[Image point annotation entries]
- - -

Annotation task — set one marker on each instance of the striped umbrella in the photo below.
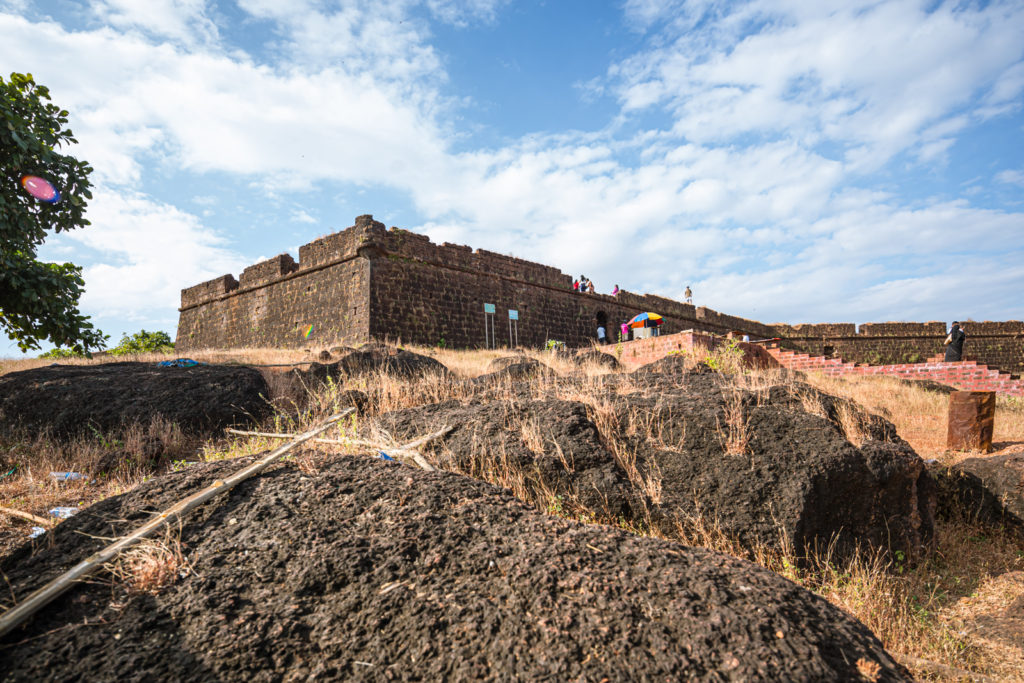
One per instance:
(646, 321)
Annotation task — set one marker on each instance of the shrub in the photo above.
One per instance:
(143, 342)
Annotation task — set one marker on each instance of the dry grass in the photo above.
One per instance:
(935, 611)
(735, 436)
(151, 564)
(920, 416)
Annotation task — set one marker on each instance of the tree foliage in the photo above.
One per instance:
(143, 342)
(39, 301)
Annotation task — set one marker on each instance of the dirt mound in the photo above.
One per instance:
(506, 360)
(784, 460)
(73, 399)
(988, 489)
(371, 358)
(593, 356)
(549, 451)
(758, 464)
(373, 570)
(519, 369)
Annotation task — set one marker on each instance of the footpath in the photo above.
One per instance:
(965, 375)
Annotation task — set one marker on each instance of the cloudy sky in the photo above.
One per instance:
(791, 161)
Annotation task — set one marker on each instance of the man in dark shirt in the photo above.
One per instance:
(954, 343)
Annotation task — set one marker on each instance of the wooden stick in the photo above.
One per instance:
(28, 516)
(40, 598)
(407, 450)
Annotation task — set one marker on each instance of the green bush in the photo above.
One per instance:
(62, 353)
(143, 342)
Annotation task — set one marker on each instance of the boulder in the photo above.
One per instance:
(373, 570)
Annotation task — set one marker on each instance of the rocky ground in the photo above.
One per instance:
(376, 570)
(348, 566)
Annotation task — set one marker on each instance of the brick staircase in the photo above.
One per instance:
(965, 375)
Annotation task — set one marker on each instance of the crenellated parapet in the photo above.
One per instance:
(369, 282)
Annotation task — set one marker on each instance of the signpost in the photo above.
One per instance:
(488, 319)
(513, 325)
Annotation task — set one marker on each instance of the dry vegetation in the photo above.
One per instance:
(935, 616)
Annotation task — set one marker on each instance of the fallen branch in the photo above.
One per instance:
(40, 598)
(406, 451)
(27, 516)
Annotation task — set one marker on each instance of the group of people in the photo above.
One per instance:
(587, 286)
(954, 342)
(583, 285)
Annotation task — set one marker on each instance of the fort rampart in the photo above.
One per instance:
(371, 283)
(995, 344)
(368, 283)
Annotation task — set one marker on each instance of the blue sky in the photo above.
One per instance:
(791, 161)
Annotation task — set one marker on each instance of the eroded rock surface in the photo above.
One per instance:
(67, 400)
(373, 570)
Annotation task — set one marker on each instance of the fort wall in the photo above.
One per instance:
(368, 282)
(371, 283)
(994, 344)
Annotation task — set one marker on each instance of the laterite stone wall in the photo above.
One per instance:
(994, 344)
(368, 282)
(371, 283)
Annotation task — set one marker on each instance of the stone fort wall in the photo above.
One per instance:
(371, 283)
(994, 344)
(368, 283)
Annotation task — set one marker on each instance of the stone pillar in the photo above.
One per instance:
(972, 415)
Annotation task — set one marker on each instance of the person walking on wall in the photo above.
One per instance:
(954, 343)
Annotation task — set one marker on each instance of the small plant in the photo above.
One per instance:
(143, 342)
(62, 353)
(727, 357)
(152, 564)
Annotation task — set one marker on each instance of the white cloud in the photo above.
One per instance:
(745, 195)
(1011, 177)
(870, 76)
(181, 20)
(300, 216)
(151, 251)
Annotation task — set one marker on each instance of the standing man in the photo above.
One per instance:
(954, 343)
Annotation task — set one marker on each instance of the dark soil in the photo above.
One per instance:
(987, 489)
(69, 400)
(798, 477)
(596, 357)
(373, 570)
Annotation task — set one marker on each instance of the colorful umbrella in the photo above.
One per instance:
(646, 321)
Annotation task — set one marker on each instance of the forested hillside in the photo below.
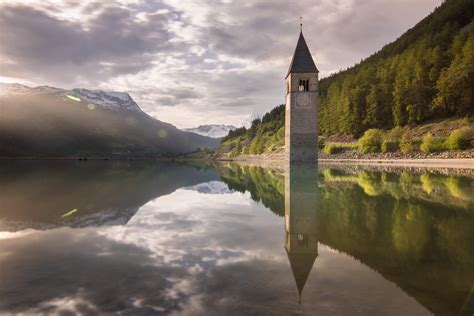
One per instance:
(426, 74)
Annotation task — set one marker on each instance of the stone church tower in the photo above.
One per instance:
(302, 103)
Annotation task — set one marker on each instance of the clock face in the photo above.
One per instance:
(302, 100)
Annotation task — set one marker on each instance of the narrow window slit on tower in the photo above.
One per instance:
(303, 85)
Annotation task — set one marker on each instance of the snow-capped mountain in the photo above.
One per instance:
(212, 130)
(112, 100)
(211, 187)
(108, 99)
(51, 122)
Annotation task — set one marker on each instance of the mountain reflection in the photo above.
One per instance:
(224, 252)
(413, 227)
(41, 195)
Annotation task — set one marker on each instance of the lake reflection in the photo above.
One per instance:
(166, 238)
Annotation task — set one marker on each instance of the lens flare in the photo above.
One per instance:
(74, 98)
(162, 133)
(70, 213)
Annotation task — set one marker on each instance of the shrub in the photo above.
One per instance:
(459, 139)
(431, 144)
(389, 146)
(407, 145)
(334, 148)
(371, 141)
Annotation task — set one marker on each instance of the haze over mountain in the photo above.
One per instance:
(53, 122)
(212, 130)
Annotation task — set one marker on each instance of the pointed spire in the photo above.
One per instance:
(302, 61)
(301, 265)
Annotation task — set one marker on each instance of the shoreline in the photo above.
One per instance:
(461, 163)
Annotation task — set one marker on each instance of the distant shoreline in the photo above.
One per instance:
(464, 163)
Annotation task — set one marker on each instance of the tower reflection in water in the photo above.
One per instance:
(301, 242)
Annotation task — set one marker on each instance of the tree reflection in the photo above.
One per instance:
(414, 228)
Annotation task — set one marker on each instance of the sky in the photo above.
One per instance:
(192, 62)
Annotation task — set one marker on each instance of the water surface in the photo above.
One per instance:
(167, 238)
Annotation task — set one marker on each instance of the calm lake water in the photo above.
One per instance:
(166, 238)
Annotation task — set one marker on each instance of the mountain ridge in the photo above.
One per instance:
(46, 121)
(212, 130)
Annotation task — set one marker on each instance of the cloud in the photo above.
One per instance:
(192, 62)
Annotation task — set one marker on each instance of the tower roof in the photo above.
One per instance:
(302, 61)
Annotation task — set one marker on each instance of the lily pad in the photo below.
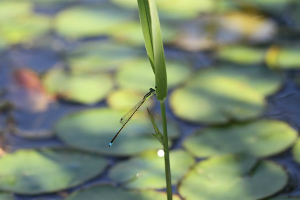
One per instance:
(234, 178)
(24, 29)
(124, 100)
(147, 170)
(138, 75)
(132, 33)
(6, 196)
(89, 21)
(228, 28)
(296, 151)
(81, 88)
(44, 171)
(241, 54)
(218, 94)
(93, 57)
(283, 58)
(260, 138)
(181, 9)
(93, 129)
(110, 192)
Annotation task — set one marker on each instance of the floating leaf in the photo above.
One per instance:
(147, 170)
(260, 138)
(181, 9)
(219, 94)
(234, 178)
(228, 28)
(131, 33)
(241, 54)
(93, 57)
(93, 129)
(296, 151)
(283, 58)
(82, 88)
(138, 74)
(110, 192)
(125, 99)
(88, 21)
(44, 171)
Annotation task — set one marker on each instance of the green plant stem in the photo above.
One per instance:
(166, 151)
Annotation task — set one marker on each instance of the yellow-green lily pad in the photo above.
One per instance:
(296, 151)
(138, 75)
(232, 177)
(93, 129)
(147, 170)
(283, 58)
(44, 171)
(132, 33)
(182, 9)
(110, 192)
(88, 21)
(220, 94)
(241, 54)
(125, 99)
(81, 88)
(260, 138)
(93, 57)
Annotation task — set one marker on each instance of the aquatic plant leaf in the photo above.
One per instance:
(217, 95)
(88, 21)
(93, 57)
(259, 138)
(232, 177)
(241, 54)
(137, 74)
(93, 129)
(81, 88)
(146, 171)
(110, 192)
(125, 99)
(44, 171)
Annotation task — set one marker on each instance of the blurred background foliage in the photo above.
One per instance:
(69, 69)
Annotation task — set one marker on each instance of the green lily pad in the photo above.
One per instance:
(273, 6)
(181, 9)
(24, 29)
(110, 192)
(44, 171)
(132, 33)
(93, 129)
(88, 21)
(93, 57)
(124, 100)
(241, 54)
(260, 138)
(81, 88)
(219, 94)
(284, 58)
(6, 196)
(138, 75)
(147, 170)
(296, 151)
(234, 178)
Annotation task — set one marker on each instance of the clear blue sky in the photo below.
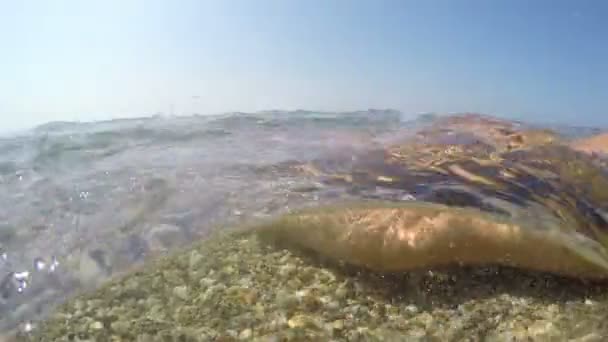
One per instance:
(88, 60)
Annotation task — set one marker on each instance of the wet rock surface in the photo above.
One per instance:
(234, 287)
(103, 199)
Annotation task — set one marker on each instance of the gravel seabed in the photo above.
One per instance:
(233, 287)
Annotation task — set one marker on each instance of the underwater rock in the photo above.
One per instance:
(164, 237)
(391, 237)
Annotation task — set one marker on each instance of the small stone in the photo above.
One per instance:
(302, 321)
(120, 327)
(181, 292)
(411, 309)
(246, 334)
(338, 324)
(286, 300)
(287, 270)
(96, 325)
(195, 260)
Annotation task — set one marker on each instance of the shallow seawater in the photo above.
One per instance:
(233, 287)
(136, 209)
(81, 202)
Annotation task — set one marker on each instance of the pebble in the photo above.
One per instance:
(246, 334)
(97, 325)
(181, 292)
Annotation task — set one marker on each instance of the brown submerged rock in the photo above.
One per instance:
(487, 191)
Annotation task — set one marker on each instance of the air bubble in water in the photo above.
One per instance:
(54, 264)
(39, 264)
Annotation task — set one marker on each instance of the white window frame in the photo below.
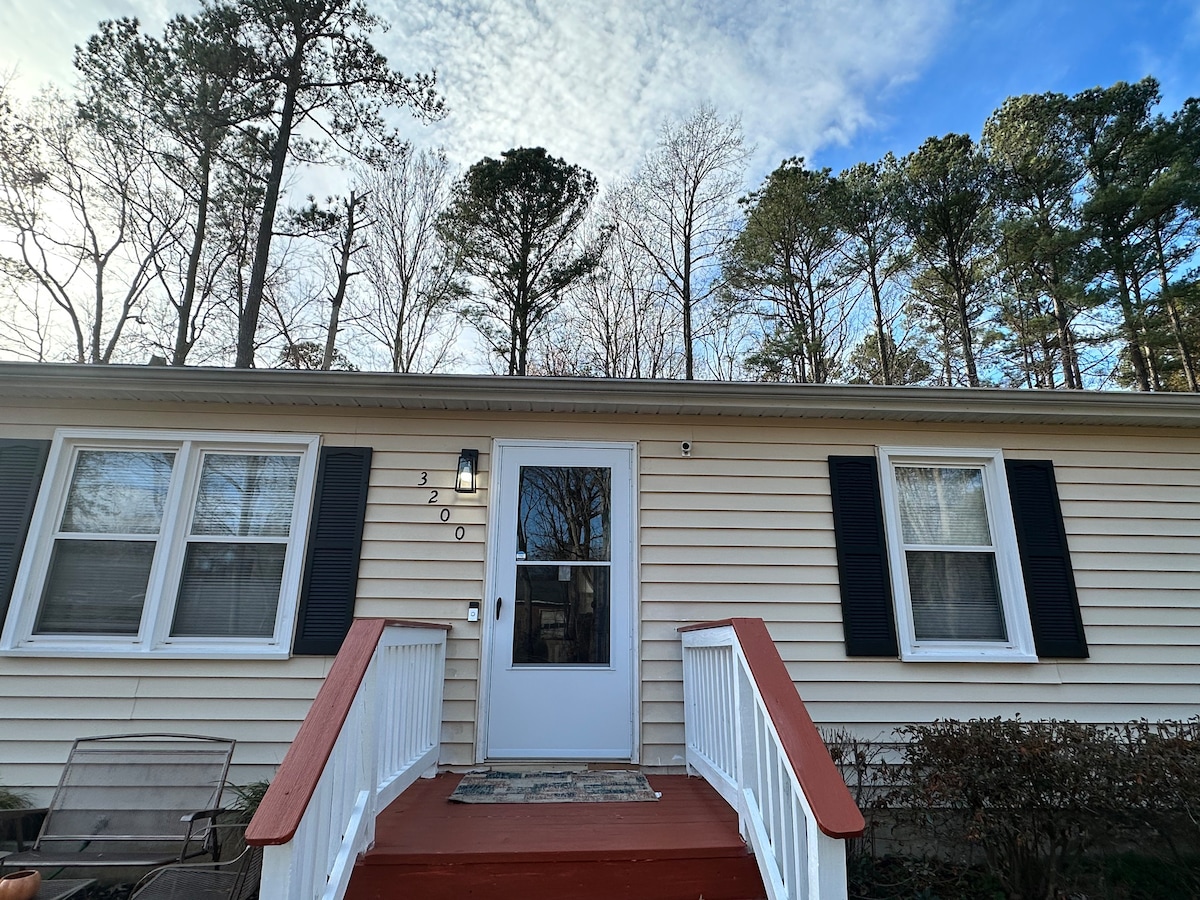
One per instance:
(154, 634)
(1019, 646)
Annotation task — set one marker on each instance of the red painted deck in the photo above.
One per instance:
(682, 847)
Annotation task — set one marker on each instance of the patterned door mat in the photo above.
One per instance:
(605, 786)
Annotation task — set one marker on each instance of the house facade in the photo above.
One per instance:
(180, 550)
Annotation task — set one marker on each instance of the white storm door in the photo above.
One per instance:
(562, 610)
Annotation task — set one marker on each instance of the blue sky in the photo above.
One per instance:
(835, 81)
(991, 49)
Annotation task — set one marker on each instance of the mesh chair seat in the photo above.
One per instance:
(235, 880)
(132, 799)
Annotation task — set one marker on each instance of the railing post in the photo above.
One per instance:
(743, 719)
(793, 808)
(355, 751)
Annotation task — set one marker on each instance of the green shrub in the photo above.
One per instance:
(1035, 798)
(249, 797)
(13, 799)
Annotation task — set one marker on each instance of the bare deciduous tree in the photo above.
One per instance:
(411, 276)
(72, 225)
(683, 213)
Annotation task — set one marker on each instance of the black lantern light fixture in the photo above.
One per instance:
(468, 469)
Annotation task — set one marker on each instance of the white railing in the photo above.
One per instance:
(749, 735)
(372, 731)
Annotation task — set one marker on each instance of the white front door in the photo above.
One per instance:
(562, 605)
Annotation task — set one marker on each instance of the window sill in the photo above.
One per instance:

- - -

Objective: Your task is to return, exactly and on their own, the lines from the one containing "deck in the photo above." through the last line of the listing.

Exercise response:
Annotation task — set one marker on each instance of the red painted deck in the photo above.
One per instance:
(682, 847)
Annotation task — set one marker on each instance of the patterned door mat in the photo above.
One per instance:
(605, 786)
Annotation task — set one marker on each instance of the house facade in the photo above.
One per instance:
(180, 550)
Annotation task — set one marker on each instance of the white storm door in the photo above.
One per instance:
(562, 610)
Annotation task — set one marker on each instance of the blue sky in the photo above.
One per instance:
(835, 81)
(991, 49)
Annotation task — set one marker on each instance of the mesh chair seat in the photo above.
One per instance:
(235, 880)
(132, 799)
Annotation task — set one marker on each instance of the railing post in the photo above.
One per instance:
(743, 719)
(793, 808)
(355, 751)
Annotation task — set one marker on each instance of the green shrub in the photo above.
One per instance:
(1035, 798)
(249, 797)
(13, 799)
Annotation task — set one marker on each instance of the bare deciduous tree in the photo above.
One per instance:
(411, 276)
(72, 225)
(683, 213)
Annotation task — set one marker on each instance of the black lantern light fixture in the photo above.
One per instance:
(468, 469)
Annotation task — set one marker on each instance of the white railing in the photo above.
One per instance:
(749, 735)
(372, 731)
Annotation task — set one marker on each instance of the white front door in the photo above.
One per instance:
(562, 605)
Annotation task — set one marker on each instance of the window sill in the photo above.
One per instance:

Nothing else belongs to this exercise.